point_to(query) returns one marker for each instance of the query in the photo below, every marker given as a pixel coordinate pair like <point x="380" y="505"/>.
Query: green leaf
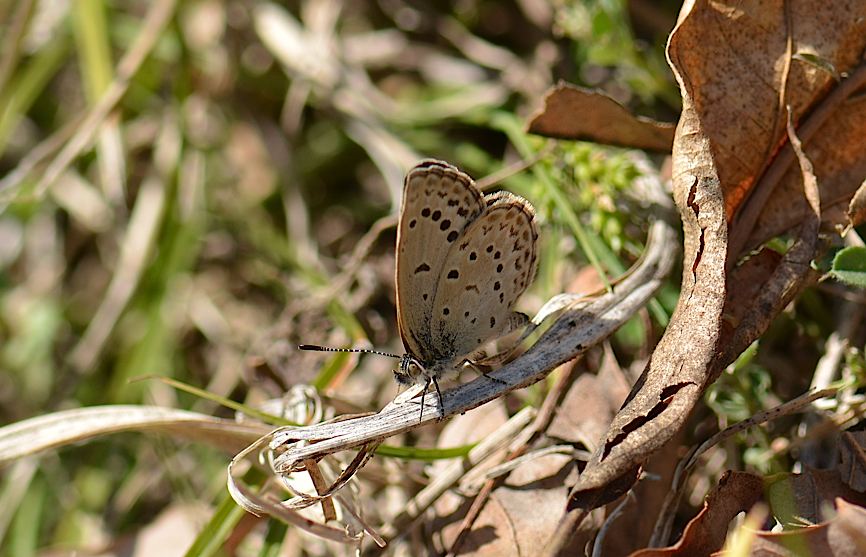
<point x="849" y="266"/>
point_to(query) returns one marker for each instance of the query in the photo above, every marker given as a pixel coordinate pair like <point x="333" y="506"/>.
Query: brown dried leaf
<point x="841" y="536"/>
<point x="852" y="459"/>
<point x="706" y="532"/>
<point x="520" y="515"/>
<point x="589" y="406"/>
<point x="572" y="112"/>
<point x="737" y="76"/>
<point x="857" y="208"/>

#####

Task directions:
Copy the records above exactly, leaving out every picture.

Complete answer:
point_to(query) returns one marker for each instance of the query in the photo below, every marker given as a pixel coordinate pair like <point x="380" y="505"/>.
Query: green leaf
<point x="849" y="266"/>
point_to(query) returns one marker for each instance of the query in the photo above, every marker given as a pixel coordinate pair like <point x="333" y="506"/>.
Query: brown dried leaf
<point x="841" y="536"/>
<point x="852" y="459"/>
<point x="706" y="532"/>
<point x="520" y="515"/>
<point x="589" y="406"/>
<point x="572" y="112"/>
<point x="737" y="76"/>
<point x="857" y="208"/>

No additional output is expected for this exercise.